## Text section
=-=-=-=-=

Dive Brief:
- Danish drugmaker Novo Nordisk is expanding further in researching drugs for the heart, announcing Monday a deal to buy an experimental rare disease treatment from Dublin-based biotech company Prothena.
- Novo will pay Prothena $100 million in the near term for rights to a drug called PRX004, which Prothena has been developing for the progressive protein disorder ATTR amyloidosis. All told, the deal could be worth as much as $1.2 billion for Prothena, should clinical development progress and the drug win approval.
- Novo plans to focus on developing PRX004 for a type of ATTR amyloidosis that affects the heart. Prothena has completed a Phase 1 safety test of the drug in hereditary ATTR amyloidosis, but designed the drug to work for what's known as the "wild-type," or non-hereditary, form of the disease, too.
Dive Insight:
Novo is best known for the insulins and other diabetes medicines its scientists spent years developing and refining. Deals for drugs invented outside its laboratories are relatively rare, as are agreements focused on diseases other than the metabolic condition.
But Novo has shown an interest in expanding its research into blood disease and cardiovascular treatments, mounting a failed bid for the Belgian drugmaker Ablynx in 2018 and, more recently, acquiring Corvidia Therapeutics and its antibody drug for heart disease.
The deal for Prothena's PRX004, though a bit further afield, appears to fit into that pattern, giving Novo a mid-stage therapy for a disease that's receiving more and more attention from drugmakers.
ATTR amyloidosis is caused by the toxic build-up of a misfolded form of a protein called transthyretin. The disease is progressive and typically manifests in symptoms tied to damage to nerves or to the heart. PRX004, an antibody drug, is designed to clear our those deposits in people who have the disease due to mutations in a gene that are either inherited or acquired.
Preclinical studies showed PRX004 helped clear plaques formed through the protein buildup, and a Phase 1 study of 21 patients showed the drug to be safe and "well-tolerated" across several doses, according to Prothena.
Under the deal, Novo will acquire a subsidiary of Prothena working on amyloidosis research, gaining full rights to PRX004 in the process. The Danish pharma will pay $60 million upfront and an additional $40 million when a Phase 2 study of the drug begins, wrote Kennen Mackay, an analyst at RBC Capital Markets, in a research note after speaking with Prothena executives.
ATTR amyloidosis is the focus of several other drugmakers, too, including Alnylam Therapeutics, Ionis Pharmaceuticals, Pfizer and Intellia Therapeutics. Alnylam, Ionis and Pfizer all have approved medicines on the market, although Alnylam's and Ionis' are cleared for use only in patients with nerve damage.
Intellia, which is partnered with Regeneron, recently unveiled promising results for its treatment, which uses CRISPR gene editing to turn off production of the toxic protein. The treatment, called NTLA-2001, is designed for use in patients with the less-common hereditary form of ATTR amyloidosis.
For Prothena, the deal with Novo is its second in the past three weeks. In late June, the biotech agreed to license rights to an experimental Alzheimer's treatment to Bristol Myers Squibb in exchange for $80 million upfront and the chance to earn as much as $2 billion more in milestone payments.

=-=-=-=-=

## Problem
From the article on Novo Nordisk's deal with Prothena, list the drugmakers named in the sentence that begins "ATTR amyloidosis is the focus of several other drugmakers". The entries that come next have no connection to the article on Novo Nordisk's deal with Prothena.

=-=-=-=-=

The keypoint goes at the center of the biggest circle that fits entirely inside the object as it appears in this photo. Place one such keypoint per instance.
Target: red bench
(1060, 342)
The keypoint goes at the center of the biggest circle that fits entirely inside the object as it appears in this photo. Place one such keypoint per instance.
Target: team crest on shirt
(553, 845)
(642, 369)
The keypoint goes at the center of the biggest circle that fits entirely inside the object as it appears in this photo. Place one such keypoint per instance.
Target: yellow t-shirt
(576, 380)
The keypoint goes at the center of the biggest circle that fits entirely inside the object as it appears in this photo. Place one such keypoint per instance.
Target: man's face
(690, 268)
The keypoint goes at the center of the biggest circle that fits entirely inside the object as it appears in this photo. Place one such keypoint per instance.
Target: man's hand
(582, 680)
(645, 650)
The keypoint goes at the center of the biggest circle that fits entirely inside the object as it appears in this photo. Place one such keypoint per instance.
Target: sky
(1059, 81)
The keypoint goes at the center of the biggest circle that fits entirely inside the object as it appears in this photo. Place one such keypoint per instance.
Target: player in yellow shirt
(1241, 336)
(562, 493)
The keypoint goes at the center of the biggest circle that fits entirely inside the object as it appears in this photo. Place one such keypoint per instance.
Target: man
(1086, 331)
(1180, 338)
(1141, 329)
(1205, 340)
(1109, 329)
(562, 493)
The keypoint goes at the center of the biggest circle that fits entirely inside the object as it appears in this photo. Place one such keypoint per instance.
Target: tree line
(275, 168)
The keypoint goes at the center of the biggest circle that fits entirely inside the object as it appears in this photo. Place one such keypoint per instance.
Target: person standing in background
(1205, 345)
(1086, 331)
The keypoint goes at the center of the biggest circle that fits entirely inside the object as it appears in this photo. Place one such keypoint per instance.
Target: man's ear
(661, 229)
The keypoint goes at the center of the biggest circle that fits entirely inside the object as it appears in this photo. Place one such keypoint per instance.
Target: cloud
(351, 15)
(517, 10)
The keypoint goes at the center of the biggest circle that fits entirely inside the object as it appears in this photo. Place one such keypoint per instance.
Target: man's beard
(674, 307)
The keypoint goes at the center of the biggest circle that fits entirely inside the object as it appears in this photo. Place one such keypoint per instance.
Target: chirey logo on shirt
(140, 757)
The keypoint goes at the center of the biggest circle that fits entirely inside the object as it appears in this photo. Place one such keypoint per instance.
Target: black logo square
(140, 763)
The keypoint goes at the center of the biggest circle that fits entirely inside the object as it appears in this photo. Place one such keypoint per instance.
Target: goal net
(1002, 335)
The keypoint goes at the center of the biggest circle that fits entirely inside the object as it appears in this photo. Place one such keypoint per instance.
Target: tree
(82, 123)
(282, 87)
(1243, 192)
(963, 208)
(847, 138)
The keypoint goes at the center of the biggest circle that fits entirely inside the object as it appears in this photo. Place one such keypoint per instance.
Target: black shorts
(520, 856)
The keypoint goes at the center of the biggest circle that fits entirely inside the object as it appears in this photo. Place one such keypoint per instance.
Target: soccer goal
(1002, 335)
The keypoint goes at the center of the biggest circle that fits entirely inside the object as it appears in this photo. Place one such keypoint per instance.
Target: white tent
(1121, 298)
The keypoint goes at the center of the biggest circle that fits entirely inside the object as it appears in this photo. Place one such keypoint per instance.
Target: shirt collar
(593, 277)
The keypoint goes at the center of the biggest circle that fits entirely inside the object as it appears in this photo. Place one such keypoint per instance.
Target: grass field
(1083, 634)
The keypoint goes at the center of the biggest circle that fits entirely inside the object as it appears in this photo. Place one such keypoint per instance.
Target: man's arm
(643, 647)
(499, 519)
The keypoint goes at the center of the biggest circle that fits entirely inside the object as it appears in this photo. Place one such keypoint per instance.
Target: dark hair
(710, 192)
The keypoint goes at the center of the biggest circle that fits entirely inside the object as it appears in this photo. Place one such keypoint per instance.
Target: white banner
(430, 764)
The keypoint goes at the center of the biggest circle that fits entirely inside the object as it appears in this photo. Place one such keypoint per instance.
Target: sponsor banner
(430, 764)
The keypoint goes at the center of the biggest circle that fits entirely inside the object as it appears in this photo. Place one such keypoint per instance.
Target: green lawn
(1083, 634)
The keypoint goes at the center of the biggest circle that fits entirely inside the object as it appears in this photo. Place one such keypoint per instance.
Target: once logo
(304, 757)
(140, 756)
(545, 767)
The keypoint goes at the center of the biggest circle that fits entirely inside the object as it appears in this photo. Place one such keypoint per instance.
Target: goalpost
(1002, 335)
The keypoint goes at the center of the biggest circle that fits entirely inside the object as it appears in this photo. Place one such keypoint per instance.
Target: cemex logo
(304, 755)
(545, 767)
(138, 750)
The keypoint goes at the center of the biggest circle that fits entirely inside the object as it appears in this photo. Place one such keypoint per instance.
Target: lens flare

=-=-=-=-=

## Task response
- Alnylam Therapeutics
- Ionis Pharmaceuticals
- Pfizer
- Intellia Therapeutics